**Travail à faire**
1. Répondez à ces questions d'après l'article sur les renvois d'Afghans :
(a) Quel jour le nouveau rapport d'Amnesty International a-t-il été publié ?
(b) Combien de retours forcés la Belgique a-t-elle effectués en 2015 ?
(c) Quelle fonction Philippe Hensmans occupe-t-il ?
2. Dans l'article sur les renvois d'Afghans, relevez tous les dangers que courent les personnes renvoyées selon la phrase qui commence par « Les États européens mettent en danger ».
3. Poursuivez l'article sur les renvois d'Afghans à partir de sa dernière phrase.

Renvoyés dans leur pays, les Afghans risquent d’être torturés et tués

  • Les retours depuis l’Europe se multiplient, alors que la situation en Afghanistan devient de plus en plus dangereuse
  • Les États européens prétendent à tort que certaines régions d’Afghanistan sont sûres
  • 2016 a été une année record en termes de personnes tuées et 2017 suit la même voie
  • En Belgique, 41 retours forcés et 160 retours volontaires assistés ont été dénombrés en 2016

Les États européens mettent en danger des milliers d’Afghans, en les renvoyant de force dans un pays où ils courent un risque considérable d’être torturés, enlevés, tués ou soumis à d’autres atteintes aux droits humains, écrit Amnesty International dans un nouveau rapport publié jeudi 5 octobre .

Alors que le nombre de victimes civiles est plus élevé que jamais en Afghanistan, les gouvernements européens obligent de plus en plus de demandeurs d’asile à repartir affronter les menaces qu’ils ont fuies, en violation flagrante du droit international. C’est ce que constate Amnesty International dans son nouveau rapport.

La Belgique a ainsi procédé en 2015 à 23 retours forcés et à 54 retours volontaires assistés ; en 2016, 41 retours forcés et 160 retours volontaires assistés ont été dénombrés.

« Nous appelons la Belgique et tous les États membres de l’Union européenne à cesser de renvoyer des Afghans dans leur pays tant que subsiste un risque réel qu’ils soient exposés à de graves violations des droits humains. Le Haut Commissariat des Nations unies pour les réfugiés doit également insister dans ce sens », explique Philippe Hensmans, directeur de la section belge francophone d’Amnesty International.

**Enregistrements présentés**

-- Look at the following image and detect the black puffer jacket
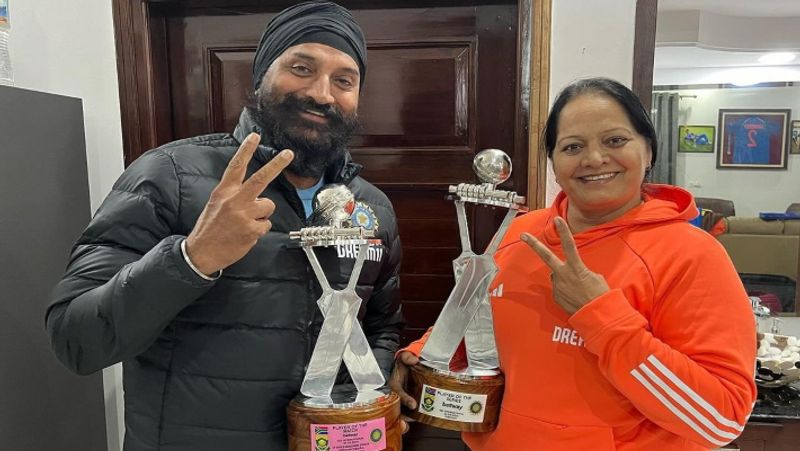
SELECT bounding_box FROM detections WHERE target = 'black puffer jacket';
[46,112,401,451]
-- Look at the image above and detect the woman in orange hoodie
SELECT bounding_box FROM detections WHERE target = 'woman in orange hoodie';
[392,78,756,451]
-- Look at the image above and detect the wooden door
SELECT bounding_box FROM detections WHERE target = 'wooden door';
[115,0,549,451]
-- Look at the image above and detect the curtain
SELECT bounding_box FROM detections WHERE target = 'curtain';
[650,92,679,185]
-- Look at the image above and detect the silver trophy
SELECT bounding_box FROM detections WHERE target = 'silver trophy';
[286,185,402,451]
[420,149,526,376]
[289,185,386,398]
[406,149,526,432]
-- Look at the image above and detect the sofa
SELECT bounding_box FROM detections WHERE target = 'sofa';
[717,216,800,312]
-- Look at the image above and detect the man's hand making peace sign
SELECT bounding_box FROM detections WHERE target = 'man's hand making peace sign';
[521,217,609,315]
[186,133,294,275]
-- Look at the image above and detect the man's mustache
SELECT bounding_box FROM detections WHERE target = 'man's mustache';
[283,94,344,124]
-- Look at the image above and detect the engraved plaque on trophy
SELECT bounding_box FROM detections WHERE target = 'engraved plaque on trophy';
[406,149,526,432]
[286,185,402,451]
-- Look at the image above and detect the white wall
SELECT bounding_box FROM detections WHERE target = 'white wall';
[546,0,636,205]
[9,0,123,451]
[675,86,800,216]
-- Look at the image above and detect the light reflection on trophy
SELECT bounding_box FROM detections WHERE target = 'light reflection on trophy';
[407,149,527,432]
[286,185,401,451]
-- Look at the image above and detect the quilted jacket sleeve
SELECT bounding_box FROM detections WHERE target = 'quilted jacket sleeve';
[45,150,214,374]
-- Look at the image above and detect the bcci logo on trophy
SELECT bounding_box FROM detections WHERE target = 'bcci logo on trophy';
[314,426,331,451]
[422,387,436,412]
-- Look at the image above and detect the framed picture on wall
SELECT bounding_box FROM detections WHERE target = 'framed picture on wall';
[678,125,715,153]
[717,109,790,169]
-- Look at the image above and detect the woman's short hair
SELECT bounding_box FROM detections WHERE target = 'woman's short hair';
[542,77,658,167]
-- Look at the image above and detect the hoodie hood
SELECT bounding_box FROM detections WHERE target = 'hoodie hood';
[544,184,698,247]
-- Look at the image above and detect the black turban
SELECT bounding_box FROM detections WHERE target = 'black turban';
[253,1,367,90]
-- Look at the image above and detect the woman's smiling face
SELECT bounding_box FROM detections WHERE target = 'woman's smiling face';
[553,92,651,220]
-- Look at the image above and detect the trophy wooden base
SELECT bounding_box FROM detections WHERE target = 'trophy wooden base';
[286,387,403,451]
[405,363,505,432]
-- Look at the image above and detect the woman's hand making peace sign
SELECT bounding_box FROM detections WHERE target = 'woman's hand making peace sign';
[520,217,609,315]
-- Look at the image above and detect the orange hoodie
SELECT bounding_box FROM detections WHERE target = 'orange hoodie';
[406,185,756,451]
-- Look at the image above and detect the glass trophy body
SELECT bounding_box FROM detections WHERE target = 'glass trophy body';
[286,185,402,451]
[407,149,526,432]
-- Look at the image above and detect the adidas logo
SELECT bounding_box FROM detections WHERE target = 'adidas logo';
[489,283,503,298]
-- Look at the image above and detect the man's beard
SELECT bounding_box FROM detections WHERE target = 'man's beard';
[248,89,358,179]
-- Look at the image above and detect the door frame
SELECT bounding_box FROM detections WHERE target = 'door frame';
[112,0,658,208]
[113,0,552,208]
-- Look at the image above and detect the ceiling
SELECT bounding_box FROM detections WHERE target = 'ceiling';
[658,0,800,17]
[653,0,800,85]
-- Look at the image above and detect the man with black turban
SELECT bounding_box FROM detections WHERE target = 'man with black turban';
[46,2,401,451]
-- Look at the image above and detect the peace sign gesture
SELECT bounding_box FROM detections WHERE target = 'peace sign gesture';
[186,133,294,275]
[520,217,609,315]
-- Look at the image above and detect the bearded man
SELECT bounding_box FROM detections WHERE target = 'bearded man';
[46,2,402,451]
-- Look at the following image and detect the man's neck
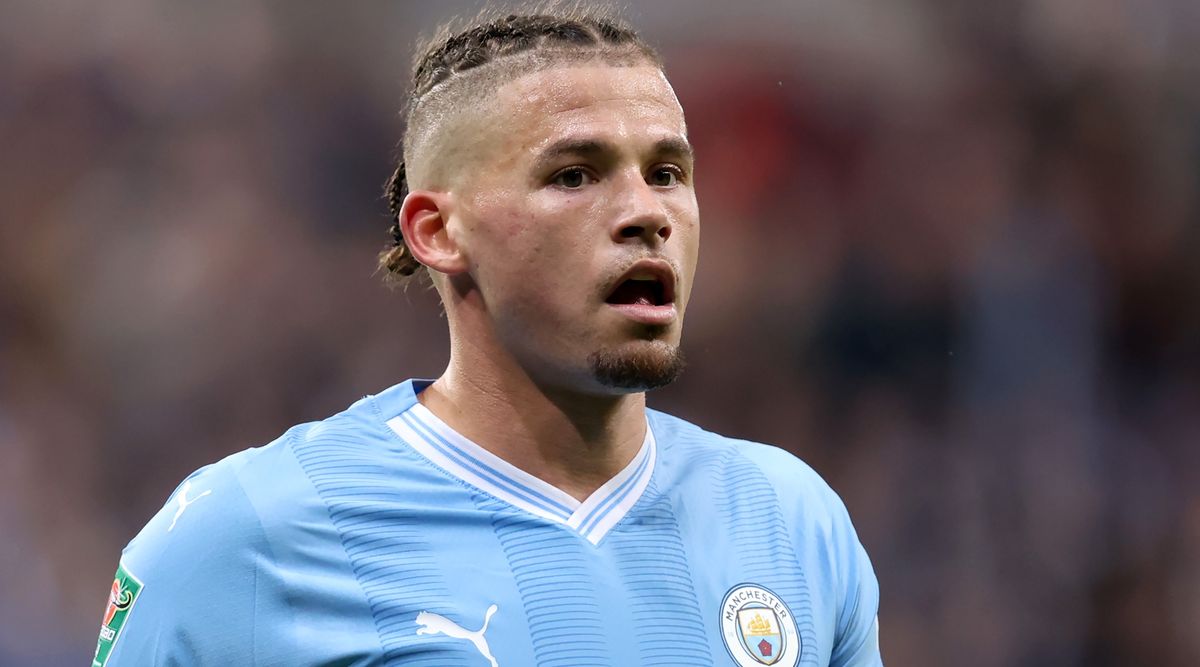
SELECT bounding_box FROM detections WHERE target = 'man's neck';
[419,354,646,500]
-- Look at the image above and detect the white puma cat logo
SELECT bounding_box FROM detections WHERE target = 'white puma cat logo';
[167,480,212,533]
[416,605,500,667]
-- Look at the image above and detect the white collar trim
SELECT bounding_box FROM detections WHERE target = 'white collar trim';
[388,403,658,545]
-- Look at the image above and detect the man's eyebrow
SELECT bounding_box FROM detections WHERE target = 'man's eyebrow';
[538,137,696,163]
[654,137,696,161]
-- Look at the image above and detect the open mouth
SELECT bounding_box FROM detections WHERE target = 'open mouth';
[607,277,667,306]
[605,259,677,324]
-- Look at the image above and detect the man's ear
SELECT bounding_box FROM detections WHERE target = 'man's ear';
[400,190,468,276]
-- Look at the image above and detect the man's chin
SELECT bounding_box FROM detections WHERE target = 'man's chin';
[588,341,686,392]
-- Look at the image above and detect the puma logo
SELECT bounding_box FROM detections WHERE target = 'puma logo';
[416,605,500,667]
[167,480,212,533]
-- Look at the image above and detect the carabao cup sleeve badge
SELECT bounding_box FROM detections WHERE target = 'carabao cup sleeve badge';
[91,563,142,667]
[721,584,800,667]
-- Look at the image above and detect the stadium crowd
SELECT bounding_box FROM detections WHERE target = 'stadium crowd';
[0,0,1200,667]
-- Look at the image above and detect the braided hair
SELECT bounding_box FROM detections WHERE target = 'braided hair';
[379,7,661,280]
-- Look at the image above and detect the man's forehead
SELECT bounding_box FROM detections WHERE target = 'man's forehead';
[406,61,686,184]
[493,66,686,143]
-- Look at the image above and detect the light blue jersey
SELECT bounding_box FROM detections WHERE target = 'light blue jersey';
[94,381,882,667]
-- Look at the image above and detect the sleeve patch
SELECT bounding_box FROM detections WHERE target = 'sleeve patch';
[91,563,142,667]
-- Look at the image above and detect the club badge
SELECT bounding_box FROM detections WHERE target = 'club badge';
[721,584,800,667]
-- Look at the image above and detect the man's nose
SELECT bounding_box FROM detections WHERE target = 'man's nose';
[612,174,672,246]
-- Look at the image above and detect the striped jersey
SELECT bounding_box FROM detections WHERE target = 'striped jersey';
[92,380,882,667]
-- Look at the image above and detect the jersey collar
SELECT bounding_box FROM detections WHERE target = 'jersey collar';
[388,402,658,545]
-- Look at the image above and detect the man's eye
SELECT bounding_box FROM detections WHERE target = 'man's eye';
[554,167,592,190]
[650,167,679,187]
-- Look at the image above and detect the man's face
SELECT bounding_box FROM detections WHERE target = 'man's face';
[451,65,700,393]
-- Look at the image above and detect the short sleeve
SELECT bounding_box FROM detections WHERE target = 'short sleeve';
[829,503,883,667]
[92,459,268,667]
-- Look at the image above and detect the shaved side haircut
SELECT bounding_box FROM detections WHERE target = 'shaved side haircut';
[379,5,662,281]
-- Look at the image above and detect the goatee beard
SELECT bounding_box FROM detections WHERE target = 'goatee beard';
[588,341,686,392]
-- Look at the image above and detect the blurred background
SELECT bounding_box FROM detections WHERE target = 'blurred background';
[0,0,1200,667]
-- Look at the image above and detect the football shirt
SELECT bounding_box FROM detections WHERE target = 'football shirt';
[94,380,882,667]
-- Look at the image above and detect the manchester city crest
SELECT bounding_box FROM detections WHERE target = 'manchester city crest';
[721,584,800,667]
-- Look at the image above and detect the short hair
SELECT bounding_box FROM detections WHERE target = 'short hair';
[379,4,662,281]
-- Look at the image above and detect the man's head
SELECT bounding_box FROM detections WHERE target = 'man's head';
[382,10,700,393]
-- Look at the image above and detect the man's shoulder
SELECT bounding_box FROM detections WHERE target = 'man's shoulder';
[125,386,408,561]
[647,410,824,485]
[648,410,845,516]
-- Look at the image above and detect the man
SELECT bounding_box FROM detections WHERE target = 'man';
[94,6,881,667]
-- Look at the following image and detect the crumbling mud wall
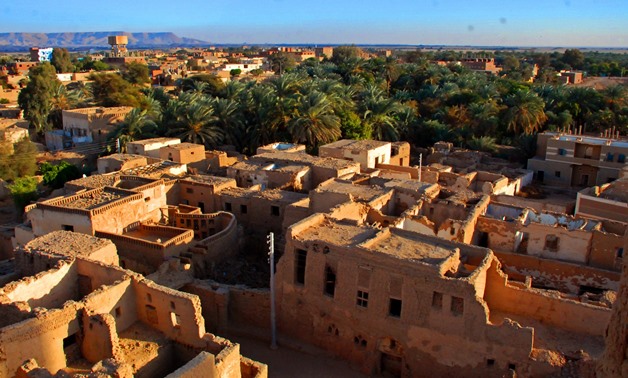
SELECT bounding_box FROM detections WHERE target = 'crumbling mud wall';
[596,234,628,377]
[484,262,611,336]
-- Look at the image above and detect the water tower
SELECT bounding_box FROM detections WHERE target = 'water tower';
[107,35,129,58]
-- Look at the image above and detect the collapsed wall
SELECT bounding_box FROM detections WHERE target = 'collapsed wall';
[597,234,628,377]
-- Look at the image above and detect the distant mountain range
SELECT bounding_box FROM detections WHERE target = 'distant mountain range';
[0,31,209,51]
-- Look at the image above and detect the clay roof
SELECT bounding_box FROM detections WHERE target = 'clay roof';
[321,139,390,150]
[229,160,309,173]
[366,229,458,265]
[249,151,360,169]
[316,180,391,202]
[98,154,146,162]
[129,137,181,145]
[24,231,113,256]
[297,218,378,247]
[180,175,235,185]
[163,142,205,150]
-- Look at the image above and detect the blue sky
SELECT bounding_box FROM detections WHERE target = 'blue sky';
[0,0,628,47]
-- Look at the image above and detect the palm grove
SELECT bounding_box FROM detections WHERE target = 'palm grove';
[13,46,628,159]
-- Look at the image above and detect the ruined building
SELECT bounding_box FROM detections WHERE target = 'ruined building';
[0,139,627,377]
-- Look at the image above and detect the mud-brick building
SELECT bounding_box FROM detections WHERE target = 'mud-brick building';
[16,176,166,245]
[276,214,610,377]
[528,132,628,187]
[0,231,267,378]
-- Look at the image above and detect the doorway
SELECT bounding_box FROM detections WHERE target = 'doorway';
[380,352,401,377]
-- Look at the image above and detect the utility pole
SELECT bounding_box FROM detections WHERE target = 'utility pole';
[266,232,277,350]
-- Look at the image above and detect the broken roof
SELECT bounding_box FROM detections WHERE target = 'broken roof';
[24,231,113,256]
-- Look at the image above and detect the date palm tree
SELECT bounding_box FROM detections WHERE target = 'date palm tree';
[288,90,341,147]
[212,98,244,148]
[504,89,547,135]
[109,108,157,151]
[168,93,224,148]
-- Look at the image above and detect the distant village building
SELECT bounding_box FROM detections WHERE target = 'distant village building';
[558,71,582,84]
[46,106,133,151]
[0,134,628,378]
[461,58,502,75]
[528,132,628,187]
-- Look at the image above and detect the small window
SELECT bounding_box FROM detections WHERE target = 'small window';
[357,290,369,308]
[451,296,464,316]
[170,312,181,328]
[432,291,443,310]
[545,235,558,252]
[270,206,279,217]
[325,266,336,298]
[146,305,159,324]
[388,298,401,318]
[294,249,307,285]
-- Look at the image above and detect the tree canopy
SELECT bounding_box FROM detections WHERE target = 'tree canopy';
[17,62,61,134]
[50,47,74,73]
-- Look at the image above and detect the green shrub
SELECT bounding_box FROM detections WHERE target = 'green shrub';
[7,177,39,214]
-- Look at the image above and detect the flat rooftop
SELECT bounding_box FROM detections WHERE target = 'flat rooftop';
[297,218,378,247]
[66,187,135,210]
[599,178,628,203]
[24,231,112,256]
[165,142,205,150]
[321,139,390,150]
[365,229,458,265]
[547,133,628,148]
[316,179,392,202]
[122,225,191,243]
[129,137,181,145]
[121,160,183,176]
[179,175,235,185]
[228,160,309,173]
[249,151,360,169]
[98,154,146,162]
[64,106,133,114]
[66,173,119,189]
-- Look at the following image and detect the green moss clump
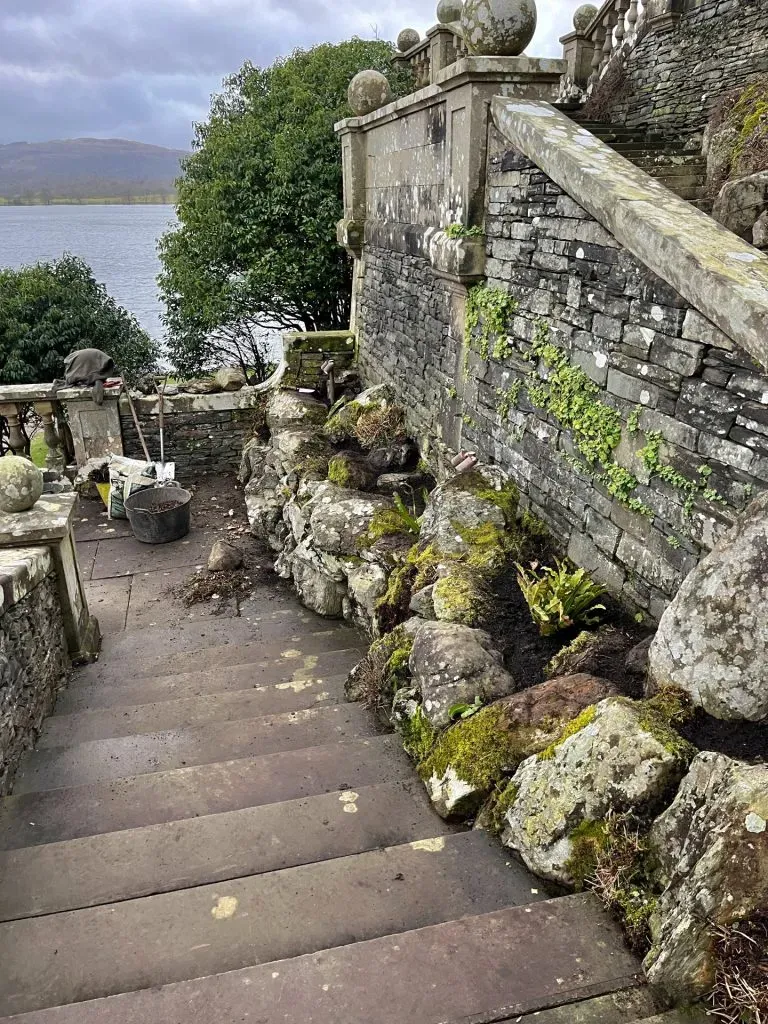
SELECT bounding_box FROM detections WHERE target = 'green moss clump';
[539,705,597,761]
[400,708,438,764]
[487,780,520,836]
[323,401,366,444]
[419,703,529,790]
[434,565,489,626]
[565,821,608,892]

**Corrigé de l'exercice**
1.
(a) Le jeudi 5 octobre.
(b) 23 retours forcés.
(c) Il est directeur de la section belge francophone d'Amnesty International.

2.
- Être torturés
- Être enlevés
- Être tués
- Être soumis à d'autres atteintes aux droits humains

3.
Intitulé Retour forcé vers l’insécurité. L’Europe renvoie des demandeurs d’asile en Afghanistan (une synthèse est disponible en français), le rapport d’Amnesty International dénonce le sort dramatique d’Afghans renvoyés dans leur pays et qui, à leur retour dans leur pays, ont été tués ou blessés dans des attentats à la bombe, ou qui vivent désormais dans la peur permanente de persécutions motivées par leur orientation sexuelle ou le fait de s’être convertis au christianisme.

« Désireux avant tout d’augmenter le nombre des expulsions, les gouvernements européens appliquent une politique à la fois irresponsable et contraire au droit international. Délibérément aveugles à tous les éléments qui montrent que la violence atteint un niveau record et qu’aucune région d’Afghanistan n’est épargnée, ils mettent des hommes, des femmes et des enfants en danger de torture, d’enlèvement, de mort ou d’autres calamités », déclare Anna Shea, chercheuse d’Amnesty International spécialiste des droits des réfugiés et des migrants.

Selon ce nouveau rapport, des enfants non accompagnés et de jeunes adultes qui étaient mineurs à leur arrivée figurent parmi les personnes renvoyées de force en Afghanistan. Plusieurs personnes interrogées par Amnesty International pour les besoins de ce rapport ont été envoyées dans des secteurs de l’Afghanistan qu’elles ne connaissaient pas, en dépit de l’insécurité qui y régnait et de l’impunité dont jouissaient les auteurs de crimes tels que la torture.

« Ces retours constituent des violations flagrantes du droit international et ils doivent cesser immédiatement. Les mêmes pays européens qui s’étaient naguère engagés pour que les Afghans connaissent un avenir meilleur anéantissent aujourd’hui tous leurs espoirs et les condamnent à repartir dans un pays qui est devenu encore plus dangereux que lorsqu’ils l’ont quitté », déplore Horia Mosadiq, chercheuse d’Amnesty International spécialiste de l’Afghanistan.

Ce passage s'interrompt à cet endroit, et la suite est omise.